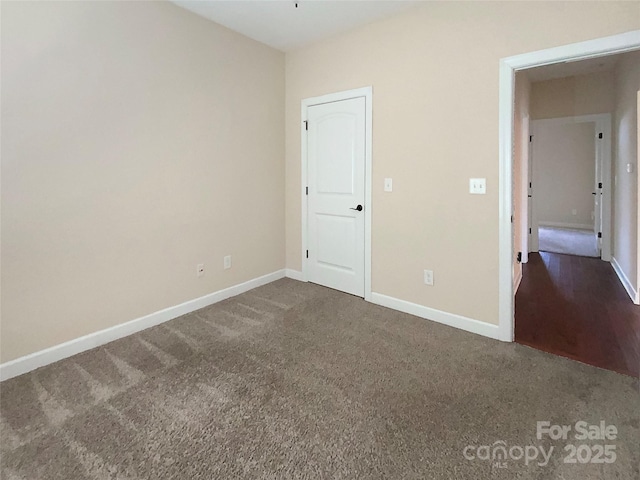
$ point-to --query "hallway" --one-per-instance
(576, 307)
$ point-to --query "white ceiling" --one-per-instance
(279, 24)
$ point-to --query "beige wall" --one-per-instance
(625, 151)
(434, 72)
(521, 132)
(573, 96)
(138, 140)
(564, 174)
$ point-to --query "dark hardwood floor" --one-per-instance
(576, 307)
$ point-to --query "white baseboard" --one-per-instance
(293, 274)
(626, 283)
(49, 355)
(572, 226)
(451, 319)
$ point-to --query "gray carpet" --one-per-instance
(568, 241)
(293, 380)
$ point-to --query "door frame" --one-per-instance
(602, 164)
(367, 93)
(625, 42)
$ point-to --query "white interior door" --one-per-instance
(336, 193)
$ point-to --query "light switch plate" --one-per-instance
(478, 186)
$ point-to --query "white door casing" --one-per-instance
(337, 197)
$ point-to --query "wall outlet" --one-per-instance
(478, 186)
(428, 277)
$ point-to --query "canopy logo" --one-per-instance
(500, 453)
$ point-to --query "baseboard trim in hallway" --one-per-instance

■ ■ ■ ■ ■ ■ ■

» **Task statement**:
Set down all the data again exactly as above, pictures excluded.

» **Result for this task**:
$ point-to --query "hallway" --one-per-instance
(576, 307)
$ point-to --query "white ceiling" --one-per-instance
(279, 24)
$ point-to --query "beige wall" --one-per-instance
(625, 151)
(434, 72)
(521, 132)
(573, 96)
(138, 140)
(564, 174)
$ point-to --query "dark hardwood floor" --one-per-instance
(576, 307)
$ point-to --query "white baseboard" --one-per-instance
(293, 274)
(626, 283)
(49, 355)
(572, 226)
(451, 319)
$ point-to --query "gray carpet" --one-per-instance
(568, 241)
(293, 380)
$ point-to --query "door frame" --one-per-instance
(602, 164)
(367, 93)
(625, 42)
$ point-to --query "white interior door" --one-per-instance
(336, 193)
$ point-to --query "light switch plate" --one-per-instance
(478, 186)
$ point-to --query "white door casing" --one-per-instance
(337, 197)
$ point-to --query "wall outlet" --one-per-instance
(478, 186)
(428, 277)
$ point-to --query "canopy logo" --one-per-instance
(500, 453)
$ point-to --query "baseboard trim in hallway" --one-per-instance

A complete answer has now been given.